(Dataset records)
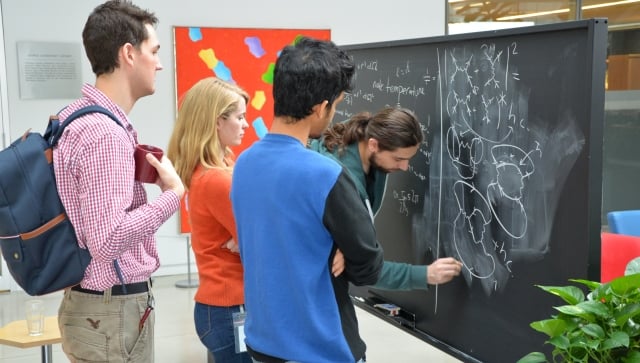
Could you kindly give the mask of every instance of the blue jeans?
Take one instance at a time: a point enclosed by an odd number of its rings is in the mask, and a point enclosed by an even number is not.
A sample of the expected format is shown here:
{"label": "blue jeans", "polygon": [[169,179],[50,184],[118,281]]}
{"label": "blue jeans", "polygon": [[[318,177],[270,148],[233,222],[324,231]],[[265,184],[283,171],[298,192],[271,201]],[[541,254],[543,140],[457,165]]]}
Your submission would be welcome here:
{"label": "blue jeans", "polygon": [[249,353],[236,353],[233,313],[236,306],[211,306],[196,302],[193,318],[202,344],[213,354],[216,363],[251,363]]}

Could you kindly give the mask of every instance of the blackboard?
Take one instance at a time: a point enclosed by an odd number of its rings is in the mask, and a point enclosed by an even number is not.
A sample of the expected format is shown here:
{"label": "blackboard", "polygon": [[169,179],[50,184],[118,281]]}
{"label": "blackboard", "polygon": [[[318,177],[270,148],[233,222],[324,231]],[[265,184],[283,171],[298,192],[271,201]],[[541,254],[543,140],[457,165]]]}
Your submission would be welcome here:
{"label": "blackboard", "polygon": [[562,301],[534,285],[599,279],[606,46],[590,19],[344,47],[356,87],[336,119],[399,105],[426,137],[388,178],[385,259],[465,265],[428,291],[352,286],[358,305],[400,306],[380,316],[463,361],[549,351],[529,324]]}

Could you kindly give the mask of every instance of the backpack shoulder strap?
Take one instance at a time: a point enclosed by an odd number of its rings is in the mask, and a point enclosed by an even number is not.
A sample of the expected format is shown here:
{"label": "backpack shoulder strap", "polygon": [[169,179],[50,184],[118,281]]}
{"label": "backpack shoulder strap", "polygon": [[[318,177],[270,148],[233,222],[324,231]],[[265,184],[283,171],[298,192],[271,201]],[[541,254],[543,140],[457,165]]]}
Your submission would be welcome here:
{"label": "backpack shoulder strap", "polygon": [[[69,117],[67,117],[64,122],[60,125],[58,125],[58,127],[55,128],[54,133],[51,135],[51,141],[50,141],[50,145],[53,147],[58,143],[58,140],[60,139],[60,136],[62,136],[62,132],[64,131],[64,129],[69,126],[69,124],[71,122],[73,122],[75,119],[82,117],[84,115],[90,114],[90,113],[101,113],[103,115],[107,115],[109,116],[110,119],[112,119],[113,121],[115,121],[118,125],[120,125],[120,127],[124,128],[124,126],[122,125],[122,123],[120,122],[120,120],[116,117],[116,115],[114,115],[113,113],[111,113],[111,111],[107,110],[106,108],[102,107],[102,106],[98,106],[98,105],[90,105],[90,106],[85,106],[79,110],[74,111],[71,115],[69,115]],[[60,122],[58,120],[56,120],[57,122]]]}

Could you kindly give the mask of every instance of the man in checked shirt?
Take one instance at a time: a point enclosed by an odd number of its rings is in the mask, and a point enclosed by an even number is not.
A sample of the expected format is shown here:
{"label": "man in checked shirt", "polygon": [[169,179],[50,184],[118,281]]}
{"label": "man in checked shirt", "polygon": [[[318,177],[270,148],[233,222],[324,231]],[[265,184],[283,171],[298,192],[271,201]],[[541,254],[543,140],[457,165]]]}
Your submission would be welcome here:
{"label": "man in checked shirt", "polygon": [[134,180],[137,133],[127,117],[155,90],[158,58],[155,15],[129,2],[96,7],[85,24],[84,48],[96,74],[82,97],[60,113],[64,122],[87,105],[100,113],[75,120],[54,150],[60,198],[78,241],[92,260],[80,285],[67,289],[58,320],[71,362],[152,362],[153,296],[149,278],[160,265],[154,233],[180,204],[184,186],[165,156],[147,155],[162,193],[148,201]]}

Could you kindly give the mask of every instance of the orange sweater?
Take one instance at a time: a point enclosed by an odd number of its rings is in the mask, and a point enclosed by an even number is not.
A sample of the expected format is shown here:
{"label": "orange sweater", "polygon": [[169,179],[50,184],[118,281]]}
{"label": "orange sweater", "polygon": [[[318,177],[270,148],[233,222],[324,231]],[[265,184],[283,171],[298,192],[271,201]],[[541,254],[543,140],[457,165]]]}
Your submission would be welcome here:
{"label": "orange sweater", "polygon": [[201,304],[232,306],[244,303],[240,255],[224,248],[238,241],[229,192],[231,172],[198,166],[188,194],[191,243],[200,285],[195,300]]}

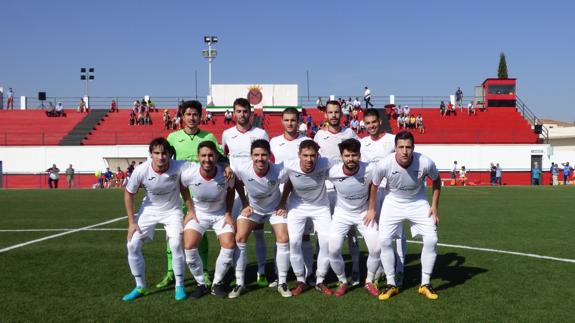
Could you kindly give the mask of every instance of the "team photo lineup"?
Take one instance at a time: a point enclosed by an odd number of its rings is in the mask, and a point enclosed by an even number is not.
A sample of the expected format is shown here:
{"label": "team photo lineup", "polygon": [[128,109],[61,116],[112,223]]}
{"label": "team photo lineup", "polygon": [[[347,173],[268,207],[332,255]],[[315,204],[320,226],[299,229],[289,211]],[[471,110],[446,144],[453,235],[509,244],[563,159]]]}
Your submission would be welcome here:
{"label": "team photo lineup", "polygon": [[[247,241],[253,233],[255,250],[250,252],[257,254],[259,286],[275,288],[281,297],[311,288],[323,296],[341,297],[359,285],[385,301],[399,294],[403,283],[408,230],[422,240],[418,293],[438,299],[431,276],[441,180],[433,160],[414,152],[410,132],[382,132],[379,112],[367,109],[368,136],[360,140],[342,126],[340,102],[328,101],[326,127],[313,140],[298,132],[300,112],[295,108],[282,112],[284,133],[270,140],[252,125],[249,101],[238,98],[233,104],[236,124],[224,131],[220,147],[211,133],[199,128],[201,103],[182,102],[179,112],[183,128],[167,139],[152,140],[149,160],[127,180],[128,264],[136,286],[124,301],[148,294],[142,248],[153,239],[156,225],[165,228],[168,257],[168,272],[156,287],[173,284],[176,300],[246,293]],[[428,179],[431,203],[425,195]],[[136,212],[140,188],[145,196]],[[275,277],[270,279],[265,272],[265,223],[275,237]],[[208,231],[220,244],[213,278],[204,270],[210,261],[203,238]],[[345,240],[351,273],[346,273],[342,257]],[[366,263],[360,263],[361,240],[368,250]],[[186,267],[196,282],[191,290],[184,286]],[[291,289],[290,268],[296,278]],[[234,269],[229,286],[224,278]],[[335,289],[324,281],[330,269],[337,277]]]}

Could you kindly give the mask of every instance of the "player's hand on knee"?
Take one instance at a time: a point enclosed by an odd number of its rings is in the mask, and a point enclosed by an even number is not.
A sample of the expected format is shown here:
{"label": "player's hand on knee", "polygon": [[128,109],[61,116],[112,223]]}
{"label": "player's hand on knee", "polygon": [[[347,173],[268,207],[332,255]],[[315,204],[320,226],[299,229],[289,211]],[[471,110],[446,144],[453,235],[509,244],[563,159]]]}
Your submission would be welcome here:
{"label": "player's hand on knee", "polygon": [[184,218],[184,226],[186,226],[186,224],[188,224],[188,222],[190,221],[196,221],[196,223],[200,223],[200,221],[198,220],[198,217],[196,216],[196,213],[193,211],[188,211],[186,213],[186,217]]}
{"label": "player's hand on knee", "polygon": [[224,177],[226,178],[226,181],[231,181],[234,179],[234,172],[232,171],[230,165],[226,165],[226,168],[224,168]]}
{"label": "player's hand on knee", "polygon": [[285,205],[278,205],[278,207],[276,208],[276,215],[277,216],[286,216],[287,215],[287,210]]}
{"label": "player's hand on knee", "polygon": [[433,218],[433,222],[435,225],[439,225],[439,215],[437,214],[437,208],[431,207],[429,208],[429,216]]}
{"label": "player's hand on knee", "polygon": [[252,213],[254,213],[254,209],[248,205],[242,210],[240,215],[245,216],[246,218],[249,218],[252,215]]}
{"label": "player's hand on knee", "polygon": [[128,225],[128,241],[132,241],[132,237],[136,231],[142,234],[142,230],[140,230],[140,227],[136,223],[131,223]]}
{"label": "player's hand on knee", "polygon": [[367,210],[367,214],[363,217],[363,224],[370,226],[375,224],[375,211]]}
{"label": "player's hand on knee", "polygon": [[224,228],[226,224],[229,224],[234,230],[234,232],[236,232],[236,222],[234,221],[234,218],[230,213],[226,213],[224,215],[224,223],[222,224],[222,228]]}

The task
In the entries above, which lines hold the string "kindly"? Report all of them.

Solution
Could you kindly give the mask of every instance of the blue jeans?
Could you kindly give the mask of every instance of the blackboard?
Could you kindly give the mask of every instance of the backpack shoulder strap?
Could you kindly give the mask of every instance of the man in checked shirt?
Could you kindly give the mask of every instance of the orange sweater?
Could you kindly give the mask of every instance of the "team photo lineup"?
Could you kindly give the mask of every instance of the "player's hand on knee"?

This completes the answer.